DOCUMENT EXCERPT -
## Start
Second, the administrative remedy may be primary but not exclusive. In this situation, a claimant must invoke and exhaust the administrative remedy, and seek judicial review of an adverse administrative decision, before a court can properly adjudicate the merits of the alternative judicial remedy.
Third, the administrative remedy and the alternative judicial remedy may be fully concurrent, with neither remedy being primary, and the plaintiff at his or her option may pursue the judicial remedy without the necessity of invoking and exhausting the administrative remedy.
Id. at 60-61 (citations omitted).

Whether an administrative remedy is exclusive, primary, or concurrent is ordinarily a question of legislative intent. Id. at 61. If the legislature explicitly specifies that an administrative remedy is intended to be exclusive, primary, or concurrent, then a reviewing court need not examine other factors to discern the legislature's intent. On the other hand, "[i]n the absence of specific statutory language indicating the type of administrative remedy, there is a rebuttable presumption that an administrative remedy was intended to be primary. Thus, 'a claimant cannot maintain the alternative judicial action without first invoking and exhausting the administrative remedy.'" United Ins. Co. of Am. v. Md. Ins. Admin., 450 Md. 1, 15 (2016) (citations omitted).

This presumption of a primary administrative remedy may be rebutted after consideration of the following four factors: "1) the comprehensiveness of the administrative remedy in addressing an aggrieved party's claim; 2) the administrative agency's view of its jurisdiction over the matter; 3) the claim's dependence upon the statutory scheme; and 4) the claim's dependence upon the administrative agency's expertise." United Ins. Co. of Am. v. Md. Ins. Admin., 450 Md. 1, 17 (2016) (citing Zappone v. Liberty Life Ins. Co., 349 Md. 45, 64-66 (1998)).

Appellant's Complaint

Appellant's complaint contained four counts: Count 1 (breach of duty) alleged that appellee "failed to exercise good faith and due care in protecting the interests of its insured"; Count 2 (bad faith dealing) alleged that appellee "acted in bad faith by failing to adequately consider the severity of [appellant's] claims"; Count 3 (negligence) alleged that appellee "had a duty to [appellant] to properly insure his home and provide [appellant] with a valid and legal homeowner's insurance policy protecting his property[,]" and that appellee violated its duty by denying coverage on appellant's claim; and Count 4 (breach of the implied covenant of good faith and fair dealing) alleged that appellee had failed to comply with the "implied covenant of good faith and fair dealing."
## End
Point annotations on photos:
## Start
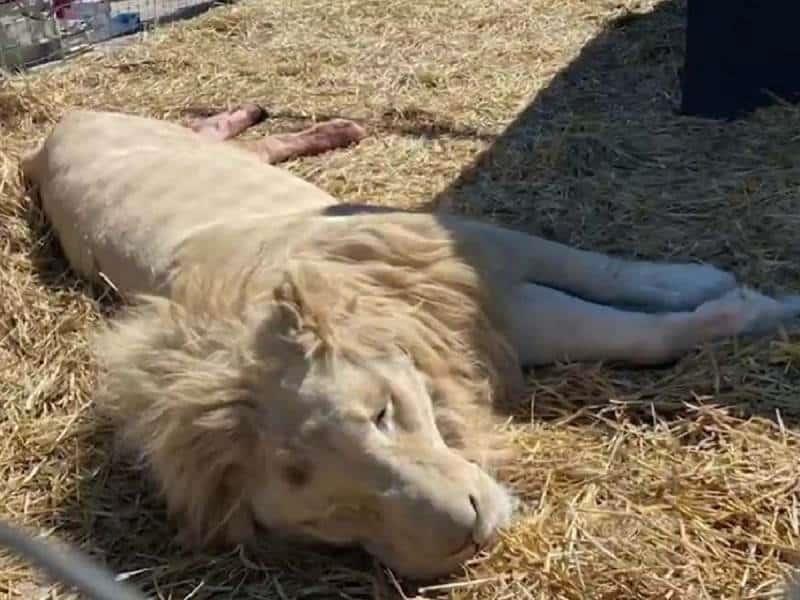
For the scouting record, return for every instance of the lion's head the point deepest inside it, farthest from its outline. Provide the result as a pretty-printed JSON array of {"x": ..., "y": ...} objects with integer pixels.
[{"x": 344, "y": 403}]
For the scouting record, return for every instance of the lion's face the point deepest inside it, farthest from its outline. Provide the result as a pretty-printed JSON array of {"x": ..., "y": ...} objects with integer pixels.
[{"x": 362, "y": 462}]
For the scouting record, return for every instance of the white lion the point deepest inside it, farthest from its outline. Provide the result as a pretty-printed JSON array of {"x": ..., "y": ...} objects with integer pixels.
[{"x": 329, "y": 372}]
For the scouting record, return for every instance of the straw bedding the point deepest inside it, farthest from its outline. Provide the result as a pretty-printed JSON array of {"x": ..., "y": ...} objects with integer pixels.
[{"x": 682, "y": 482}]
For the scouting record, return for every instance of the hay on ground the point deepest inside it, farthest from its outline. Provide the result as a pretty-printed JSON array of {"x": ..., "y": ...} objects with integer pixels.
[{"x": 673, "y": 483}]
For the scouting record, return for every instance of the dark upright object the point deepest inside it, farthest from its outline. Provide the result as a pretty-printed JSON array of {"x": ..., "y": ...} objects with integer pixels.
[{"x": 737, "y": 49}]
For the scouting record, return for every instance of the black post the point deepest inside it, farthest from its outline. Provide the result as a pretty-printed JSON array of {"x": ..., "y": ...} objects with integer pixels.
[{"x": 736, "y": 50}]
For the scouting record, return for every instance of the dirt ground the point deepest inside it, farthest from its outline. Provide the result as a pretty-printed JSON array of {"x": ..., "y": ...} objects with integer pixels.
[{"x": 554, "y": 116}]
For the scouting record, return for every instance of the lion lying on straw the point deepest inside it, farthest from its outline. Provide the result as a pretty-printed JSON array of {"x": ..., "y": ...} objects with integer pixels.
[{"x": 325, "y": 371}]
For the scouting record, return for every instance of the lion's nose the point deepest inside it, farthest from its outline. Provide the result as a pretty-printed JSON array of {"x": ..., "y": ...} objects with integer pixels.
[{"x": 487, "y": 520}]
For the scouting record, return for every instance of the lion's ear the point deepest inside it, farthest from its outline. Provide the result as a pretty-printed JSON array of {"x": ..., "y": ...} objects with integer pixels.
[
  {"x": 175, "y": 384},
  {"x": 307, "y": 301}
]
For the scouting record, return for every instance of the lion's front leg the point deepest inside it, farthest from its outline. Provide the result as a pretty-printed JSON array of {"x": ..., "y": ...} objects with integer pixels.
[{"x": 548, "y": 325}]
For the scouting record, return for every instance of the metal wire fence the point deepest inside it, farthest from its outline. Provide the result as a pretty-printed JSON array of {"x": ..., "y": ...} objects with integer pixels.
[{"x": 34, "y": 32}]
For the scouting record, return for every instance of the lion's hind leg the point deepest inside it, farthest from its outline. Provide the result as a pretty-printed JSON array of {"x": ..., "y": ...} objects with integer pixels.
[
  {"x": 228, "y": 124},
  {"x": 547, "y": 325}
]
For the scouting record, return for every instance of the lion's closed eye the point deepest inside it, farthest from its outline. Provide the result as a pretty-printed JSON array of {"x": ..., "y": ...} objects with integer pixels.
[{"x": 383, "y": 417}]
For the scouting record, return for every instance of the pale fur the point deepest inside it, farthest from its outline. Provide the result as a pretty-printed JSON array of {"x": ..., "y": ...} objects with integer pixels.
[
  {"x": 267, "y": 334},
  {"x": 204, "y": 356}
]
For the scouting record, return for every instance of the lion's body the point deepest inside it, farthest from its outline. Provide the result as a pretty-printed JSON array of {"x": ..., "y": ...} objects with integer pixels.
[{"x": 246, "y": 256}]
## End
STATED GOAL 1 - According to the administrative remedies passage, what presumption applies when no specific statutory language indicates the type of administrative remedy?
STATED GOAL 2 - Pick up the administrative remedies passage after its last sentence and carry it forward.
This material has no connection to the administrative remedies passage.

FINAL ANSWER 1 - There is a rebuttable presumption that the administrative remedy was intended to be primary.

FINAL ANSWER 2 -
As noted above, appellee moved to dismiss appellant's complaint on the basis that it contained claims appellant could not pursue in court without first invoking and exhausting applicable administrative remedies provided in Md. Code (2007, 2013 Repl. Vol., 2017 Supp.), § 3-1701 of the Courts and Judicial Proceedings Article ("CJP"), and Md. Code (2007, 2017 Repl. Vol.), § 27-1001 of the Insurance Article ("Ins."). We will examine these statutory provisions and their relationship to plaintiff's complaint.

Counts 1, 2, and 4

Based upon the administrative law principles articulated by the Court of Appeals as discussed above, we readily conclude that the circuit court properly dismissed Counts 1, 2, and 4 of appellant's complaint. CJP § 3-1701 and Ins. § 27-1001, enacted by the General Assembly in 2007, set forth administrative and judicial remedies a first-party insured may bring against a property and casualty insurer who fails to act in good faith in denying coverage or declining payment for a covered loss. See Thompson v. State Farm Mut. Auto, Ins. Co., 196 Md. App. 235, 238 (2010). Notably, this cause of action did not previously exist under Maryland law. See Johnson v. Fed. Kemper Ins. Co., 74 Md. App. 243, 248 (1988) ("[W]e hold that Maryland does not recognize a specific tort action against an insurer for bad faith failure to pay an insurance claim.").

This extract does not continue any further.